When I was in the fifth grade, I began to write a suicide note to my best friend, Jeremy. With tears in my eyes, I scribbled pleas that he always remember me, and that loving him immensely was easy, but that this life was too hard. Halfway down the page, his potential grief became more important than my very real pain. His love became a greater force than my self-pity. I tore the letter out of my Cinderella notebook, balled it up, and chucked it under my bed.
On his new album 4 Your Eyez Only, we hear J. Cole do the same. Starting with the introductory track “For Whom the Bell Tolls,” we listen to him wrestle with suicidal ideation, with death not just as an inevitability, but as a choice. (“Do I want to live? Do I want to die? I don’t know”). We hear him battle thoughts and circumstances reminiscent of the mental illness black Americans may be 20% more likely to face than the general population; of the depression that black women are particularly susceptible to. And then, we hear love help him win.
Of course, J. Cole’s mortality is not the only one we are faced with on the album. On several tracks, we hear the voice of a man who is most likely Cole’s slain friend, James. A hopeless James predicted his own death at the hands of the drug trade. Huey Newton, the influential leader of the Black Panther Party, would characterize the death Cole contemplates and the one James suffers as "reactionary suicides."

Dataset records:
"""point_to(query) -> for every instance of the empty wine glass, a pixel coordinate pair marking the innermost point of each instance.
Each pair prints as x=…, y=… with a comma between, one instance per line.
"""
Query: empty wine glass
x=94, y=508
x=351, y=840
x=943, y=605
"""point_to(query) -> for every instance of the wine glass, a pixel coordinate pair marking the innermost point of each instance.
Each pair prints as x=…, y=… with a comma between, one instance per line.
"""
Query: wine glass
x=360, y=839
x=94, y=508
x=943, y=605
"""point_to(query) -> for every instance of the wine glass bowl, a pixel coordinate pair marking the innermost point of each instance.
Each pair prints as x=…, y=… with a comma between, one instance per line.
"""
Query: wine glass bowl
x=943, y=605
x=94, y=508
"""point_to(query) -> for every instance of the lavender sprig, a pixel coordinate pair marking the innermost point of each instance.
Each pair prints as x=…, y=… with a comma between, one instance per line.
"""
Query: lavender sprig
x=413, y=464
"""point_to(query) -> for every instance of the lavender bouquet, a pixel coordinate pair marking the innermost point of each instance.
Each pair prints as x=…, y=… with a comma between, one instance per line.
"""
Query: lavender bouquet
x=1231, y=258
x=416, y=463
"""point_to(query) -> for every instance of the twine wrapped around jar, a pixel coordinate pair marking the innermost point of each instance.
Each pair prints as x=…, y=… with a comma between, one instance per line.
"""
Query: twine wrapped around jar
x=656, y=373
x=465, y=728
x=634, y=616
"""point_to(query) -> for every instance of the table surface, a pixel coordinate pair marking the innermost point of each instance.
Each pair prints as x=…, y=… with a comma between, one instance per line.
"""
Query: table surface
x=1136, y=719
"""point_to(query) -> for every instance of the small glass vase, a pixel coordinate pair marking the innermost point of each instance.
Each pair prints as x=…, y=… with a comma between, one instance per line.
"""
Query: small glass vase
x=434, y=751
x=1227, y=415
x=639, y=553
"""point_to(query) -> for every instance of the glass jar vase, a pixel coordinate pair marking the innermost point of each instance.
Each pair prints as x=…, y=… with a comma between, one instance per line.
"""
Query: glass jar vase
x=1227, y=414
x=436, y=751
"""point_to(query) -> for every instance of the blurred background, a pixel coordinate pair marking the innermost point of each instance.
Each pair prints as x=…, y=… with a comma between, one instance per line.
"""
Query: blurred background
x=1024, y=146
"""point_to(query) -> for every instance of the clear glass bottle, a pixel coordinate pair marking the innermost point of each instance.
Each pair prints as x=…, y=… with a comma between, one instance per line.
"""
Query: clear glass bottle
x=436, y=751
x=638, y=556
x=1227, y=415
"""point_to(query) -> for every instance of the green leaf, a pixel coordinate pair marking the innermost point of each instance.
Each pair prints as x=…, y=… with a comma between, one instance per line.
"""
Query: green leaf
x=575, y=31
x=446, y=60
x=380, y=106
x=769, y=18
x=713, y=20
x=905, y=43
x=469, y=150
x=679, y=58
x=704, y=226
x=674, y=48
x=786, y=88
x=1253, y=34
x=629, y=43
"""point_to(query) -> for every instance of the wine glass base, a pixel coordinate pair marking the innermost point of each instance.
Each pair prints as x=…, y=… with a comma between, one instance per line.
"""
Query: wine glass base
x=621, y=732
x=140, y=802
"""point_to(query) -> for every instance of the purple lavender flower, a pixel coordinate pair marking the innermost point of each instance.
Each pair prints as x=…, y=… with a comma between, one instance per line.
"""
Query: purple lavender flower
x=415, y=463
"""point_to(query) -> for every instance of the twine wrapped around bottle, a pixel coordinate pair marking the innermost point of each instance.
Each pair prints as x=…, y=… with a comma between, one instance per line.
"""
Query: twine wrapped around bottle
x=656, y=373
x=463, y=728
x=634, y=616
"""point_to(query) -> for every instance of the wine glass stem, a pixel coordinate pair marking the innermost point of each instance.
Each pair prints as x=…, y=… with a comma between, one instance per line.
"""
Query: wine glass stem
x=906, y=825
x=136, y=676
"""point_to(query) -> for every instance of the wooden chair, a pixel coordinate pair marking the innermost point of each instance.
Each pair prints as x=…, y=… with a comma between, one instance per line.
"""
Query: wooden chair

▸ TASK BRIEF:
In the essay on J. Cole's album 4 Your Eyez Only, what term does Huey Newton's characterization give to the death Cole contemplates and the one James suffers?

▸ EXERCISE RESPONSE:
Reactionary suicides.